'''
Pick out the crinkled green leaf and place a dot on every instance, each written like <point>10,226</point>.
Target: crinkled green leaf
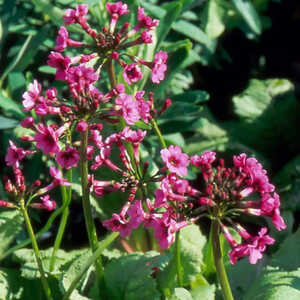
<point>172,9</point>
<point>240,284</point>
<point>191,245</point>
<point>11,224</point>
<point>29,268</point>
<point>10,107</point>
<point>248,12</point>
<point>287,257</point>
<point>10,287</point>
<point>193,96</point>
<point>268,113</point>
<point>129,277</point>
<point>274,284</point>
<point>17,84</point>
<point>181,294</point>
<point>204,292</point>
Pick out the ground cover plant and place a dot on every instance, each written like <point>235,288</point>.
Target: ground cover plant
<point>121,178</point>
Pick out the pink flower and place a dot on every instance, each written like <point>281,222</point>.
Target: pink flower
<point>61,63</point>
<point>132,73</point>
<point>15,155</point>
<point>48,203</point>
<point>144,107</point>
<point>47,139</point>
<point>159,66</point>
<point>117,8</point>
<point>76,15</point>
<point>82,126</point>
<point>63,41</point>
<point>165,228</point>
<point>80,77</point>
<point>136,214</point>
<point>129,108</point>
<point>175,160</point>
<point>118,223</point>
<point>146,37</point>
<point>28,122</point>
<point>205,159</point>
<point>133,136</point>
<point>68,158</point>
<point>145,21</point>
<point>252,248</point>
<point>31,96</point>
<point>58,177</point>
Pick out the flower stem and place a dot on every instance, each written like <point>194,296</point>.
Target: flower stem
<point>179,269</point>
<point>226,290</point>
<point>87,209</point>
<point>36,251</point>
<point>66,197</point>
<point>177,256</point>
<point>38,235</point>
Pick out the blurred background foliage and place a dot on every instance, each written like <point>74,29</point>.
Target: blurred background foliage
<point>233,76</point>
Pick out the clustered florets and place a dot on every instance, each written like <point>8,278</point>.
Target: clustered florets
<point>224,197</point>
<point>176,203</point>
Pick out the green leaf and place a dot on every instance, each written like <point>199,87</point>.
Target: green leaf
<point>191,245</point>
<point>6,123</point>
<point>34,46</point>
<point>214,18</point>
<point>175,62</point>
<point>248,12</point>
<point>204,292</point>
<point>240,284</point>
<point>9,284</point>
<point>71,273</point>
<point>268,111</point>
<point>129,277</point>
<point>11,224</point>
<point>274,284</point>
<point>173,9</point>
<point>287,257</point>
<point>17,84</point>
<point>50,10</point>
<point>194,96</point>
<point>29,268</point>
<point>181,294</point>
<point>192,31</point>
<point>10,107</point>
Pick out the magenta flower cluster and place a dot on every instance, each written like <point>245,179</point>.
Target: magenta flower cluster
<point>176,202</point>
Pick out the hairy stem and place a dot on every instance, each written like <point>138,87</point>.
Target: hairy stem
<point>87,209</point>
<point>66,197</point>
<point>177,258</point>
<point>226,290</point>
<point>36,251</point>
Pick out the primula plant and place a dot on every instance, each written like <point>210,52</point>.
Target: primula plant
<point>178,220</point>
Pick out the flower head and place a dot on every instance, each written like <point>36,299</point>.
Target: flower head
<point>175,160</point>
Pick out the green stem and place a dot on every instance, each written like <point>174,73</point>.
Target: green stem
<point>177,257</point>
<point>101,246</point>
<point>158,133</point>
<point>87,209</point>
<point>226,291</point>
<point>111,73</point>
<point>66,198</point>
<point>36,251</point>
<point>38,235</point>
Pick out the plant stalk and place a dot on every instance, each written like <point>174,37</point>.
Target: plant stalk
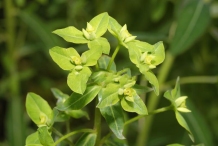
<point>72,133</point>
<point>97,124</point>
<point>15,120</point>
<point>113,57</point>
<point>153,99</point>
<point>160,110</point>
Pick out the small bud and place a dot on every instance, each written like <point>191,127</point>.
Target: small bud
<point>129,39</point>
<point>89,28</point>
<point>129,98</point>
<point>86,34</point>
<point>43,119</point>
<point>76,60</point>
<point>78,67</point>
<point>120,91</point>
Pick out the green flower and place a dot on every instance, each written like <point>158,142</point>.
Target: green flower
<point>180,104</point>
<point>125,36</point>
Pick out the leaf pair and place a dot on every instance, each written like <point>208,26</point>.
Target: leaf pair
<point>92,35</point>
<point>147,57</point>
<point>69,59</point>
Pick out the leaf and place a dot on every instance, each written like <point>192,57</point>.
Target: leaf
<point>100,23</point>
<point>139,45</point>
<point>71,34</point>
<point>152,79</point>
<point>91,57</point>
<point>36,106</point>
<point>175,144</point>
<point>183,123</point>
<point>103,63</point>
<point>114,27</point>
<point>58,94</point>
<point>134,52</point>
<point>20,3</point>
<point>109,96</point>
<point>78,101</point>
<point>159,53</point>
<point>141,89</point>
<point>77,114</point>
<point>198,125</point>
<point>101,43</point>
<point>45,137</point>
<point>33,140</point>
<point>63,57</point>
<point>114,118</point>
<point>77,80</point>
<point>59,116</point>
<point>192,22</point>
<point>87,139</point>
<point>137,106</point>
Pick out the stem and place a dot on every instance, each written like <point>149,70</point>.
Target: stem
<point>153,99</point>
<point>97,124</point>
<point>141,122</point>
<point>61,135</point>
<point>72,133</point>
<point>196,79</point>
<point>15,110</point>
<point>113,57</point>
<point>160,110</point>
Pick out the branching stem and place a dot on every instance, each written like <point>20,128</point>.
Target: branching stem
<point>113,57</point>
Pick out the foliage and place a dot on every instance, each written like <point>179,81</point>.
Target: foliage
<point>188,30</point>
<point>114,90</point>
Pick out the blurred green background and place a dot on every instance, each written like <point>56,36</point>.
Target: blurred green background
<point>188,28</point>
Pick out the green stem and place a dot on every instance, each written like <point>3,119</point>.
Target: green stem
<point>153,99</point>
<point>61,135</point>
<point>15,110</point>
<point>73,133</point>
<point>195,79</point>
<point>113,57</point>
<point>160,110</point>
<point>97,124</point>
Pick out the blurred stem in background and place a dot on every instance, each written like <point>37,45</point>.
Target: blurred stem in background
<point>15,121</point>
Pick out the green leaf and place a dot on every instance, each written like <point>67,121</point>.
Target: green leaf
<point>183,123</point>
<point>58,94</point>
<point>139,45</point>
<point>20,3</point>
<point>137,106</point>
<point>134,52</point>
<point>175,144</point>
<point>71,34</point>
<point>59,116</point>
<point>91,57</point>
<point>33,140</point>
<point>152,79</point>
<point>38,108</point>
<point>87,139</point>
<point>114,27</point>
<point>109,96</point>
<point>100,23</point>
<point>77,80</point>
<point>159,53</point>
<point>45,136</point>
<point>101,43</point>
<point>141,89</point>
<point>114,118</point>
<point>77,114</point>
<point>63,57</point>
<point>192,22</point>
<point>78,101</point>
<point>103,63</point>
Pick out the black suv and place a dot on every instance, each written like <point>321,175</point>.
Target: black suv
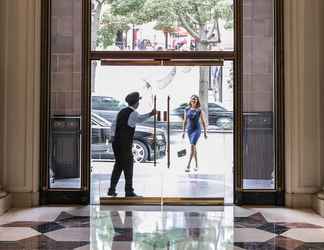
<point>143,146</point>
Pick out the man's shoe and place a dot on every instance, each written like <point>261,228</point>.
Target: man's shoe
<point>132,194</point>
<point>112,193</point>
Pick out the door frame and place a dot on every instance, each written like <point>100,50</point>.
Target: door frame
<point>241,196</point>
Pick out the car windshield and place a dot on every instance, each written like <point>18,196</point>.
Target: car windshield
<point>101,121</point>
<point>106,103</point>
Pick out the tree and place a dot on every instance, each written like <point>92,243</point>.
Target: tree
<point>201,19</point>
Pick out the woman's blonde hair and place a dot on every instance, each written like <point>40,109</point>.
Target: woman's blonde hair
<point>198,101</point>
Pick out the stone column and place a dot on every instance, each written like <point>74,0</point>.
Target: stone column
<point>318,204</point>
<point>2,193</point>
<point>303,111</point>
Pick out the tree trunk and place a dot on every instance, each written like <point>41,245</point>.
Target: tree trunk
<point>94,27</point>
<point>203,77</point>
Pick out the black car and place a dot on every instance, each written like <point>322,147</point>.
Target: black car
<point>108,108</point>
<point>217,115</point>
<point>143,146</point>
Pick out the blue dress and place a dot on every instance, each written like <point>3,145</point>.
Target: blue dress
<point>194,128</point>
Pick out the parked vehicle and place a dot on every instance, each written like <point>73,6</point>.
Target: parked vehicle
<point>217,115</point>
<point>143,146</point>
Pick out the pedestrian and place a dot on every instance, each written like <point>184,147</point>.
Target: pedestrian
<point>122,135</point>
<point>193,115</point>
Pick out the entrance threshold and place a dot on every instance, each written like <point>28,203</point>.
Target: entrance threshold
<point>185,201</point>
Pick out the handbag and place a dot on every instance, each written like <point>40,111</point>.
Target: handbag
<point>182,152</point>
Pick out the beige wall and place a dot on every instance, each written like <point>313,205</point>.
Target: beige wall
<point>20,86</point>
<point>2,74</point>
<point>303,91</point>
<point>20,97</point>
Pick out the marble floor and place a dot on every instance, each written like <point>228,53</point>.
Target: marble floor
<point>154,227</point>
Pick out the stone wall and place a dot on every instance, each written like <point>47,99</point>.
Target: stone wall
<point>257,55</point>
<point>66,42</point>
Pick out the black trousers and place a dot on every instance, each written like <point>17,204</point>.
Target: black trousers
<point>123,162</point>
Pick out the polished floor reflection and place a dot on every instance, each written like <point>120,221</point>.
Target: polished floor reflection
<point>125,228</point>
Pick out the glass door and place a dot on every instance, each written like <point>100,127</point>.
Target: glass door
<point>161,148</point>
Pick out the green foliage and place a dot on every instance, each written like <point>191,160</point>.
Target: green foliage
<point>109,25</point>
<point>199,17</point>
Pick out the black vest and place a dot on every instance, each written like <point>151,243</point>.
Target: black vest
<point>124,134</point>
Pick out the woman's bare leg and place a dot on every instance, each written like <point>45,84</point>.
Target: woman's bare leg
<point>191,155</point>
<point>195,155</point>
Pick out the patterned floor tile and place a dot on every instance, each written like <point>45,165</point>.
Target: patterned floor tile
<point>63,216</point>
<point>47,227</point>
<point>16,233</point>
<point>9,245</point>
<point>298,225</point>
<point>70,234</point>
<point>42,242</point>
<point>86,247</point>
<point>306,234</point>
<point>285,243</point>
<point>252,221</point>
<point>311,246</point>
<point>251,235</point>
<point>68,220</point>
<point>273,228</point>
<point>257,246</point>
<point>24,224</point>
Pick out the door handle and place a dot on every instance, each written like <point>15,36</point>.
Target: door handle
<point>165,116</point>
<point>154,133</point>
<point>158,116</point>
<point>167,119</point>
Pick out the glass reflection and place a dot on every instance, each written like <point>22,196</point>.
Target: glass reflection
<point>156,25</point>
<point>161,230</point>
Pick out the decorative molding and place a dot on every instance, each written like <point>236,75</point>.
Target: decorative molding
<point>302,98</point>
<point>5,203</point>
<point>21,95</point>
<point>299,200</point>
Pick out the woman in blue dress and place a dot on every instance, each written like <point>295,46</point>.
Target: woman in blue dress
<point>193,115</point>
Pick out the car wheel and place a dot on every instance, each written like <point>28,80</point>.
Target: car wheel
<point>225,123</point>
<point>140,151</point>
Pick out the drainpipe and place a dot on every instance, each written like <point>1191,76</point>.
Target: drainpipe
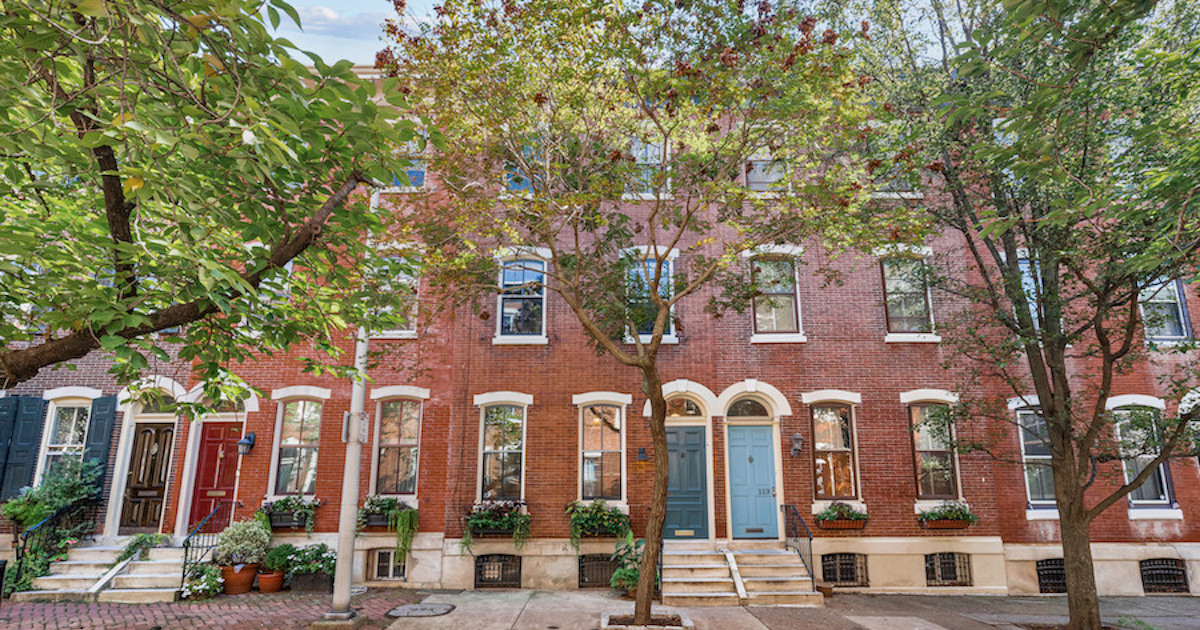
'''
▶ **WORK INSTRUCTIONS**
Rewrite the records from the line containing "Pick out the stone column" through the line containing "<point>125,228</point>", inclusive, as a two-column CSV with the headers instruction and answer. Give only these records, one row each, with every field in double quotes and line breaks replaced by spaces.

▶ **WORKED ANSWER**
instruction,answer
"Pick out the stone column and place a dot on every instance, each written like <point>74,0</point>. Target: stone column","<point>318,204</point> <point>2,193</point> <point>303,111</point>"
"Pick out the tree trunk and place a dot on every instance, each written like <point>41,245</point>. Target: tree trunk","<point>94,27</point> <point>203,77</point>"
"Pick out the black car and place a dot on every instance, each written like <point>322,147</point>. Target: black car","<point>108,108</point> <point>217,115</point> <point>143,146</point>"
"Pick out the blue dress and place a dot on every instance, each written like <point>3,145</point>. Target: blue dress","<point>194,128</point>"
"Pick out the parked vehicle and place a dot on every instance, each written like <point>73,6</point>. Target: parked vehicle","<point>217,115</point> <point>143,146</point>"
"Pick out the pedestrian and place a dot on every instance, each written like <point>184,147</point>. Target: pedestrian","<point>122,135</point> <point>193,115</point>"
"Pick out the entrance threshold and place a dot on every instance, each written like <point>28,203</point>. Target: entrance threshold","<point>185,201</point>"
"Pick out the handbag and place a dot on every instance, each written like <point>40,111</point>. Target: handbag","<point>182,152</point>"
"Pick out the beige wall and place a dot on every instance, each written like <point>313,205</point>. Target: beige wall","<point>20,86</point> <point>2,74</point> <point>303,91</point> <point>20,97</point>"
"Pick out the marble floor and place a dot on every instance, each written like <point>228,53</point>. Target: marble floor","<point>154,227</point>"
"Pick out the stone wall and place a dot on every instance, each written like <point>47,99</point>. Target: stone wall","<point>257,55</point> <point>66,42</point>"
"Pick out the black trousers and place a dot on every instance, each written like <point>17,204</point>. Target: black trousers","<point>123,162</point>"
"Pick out the polished floor reflection and place a dot on every instance, each written like <point>120,221</point>. Target: polished floor reflection","<point>125,228</point>"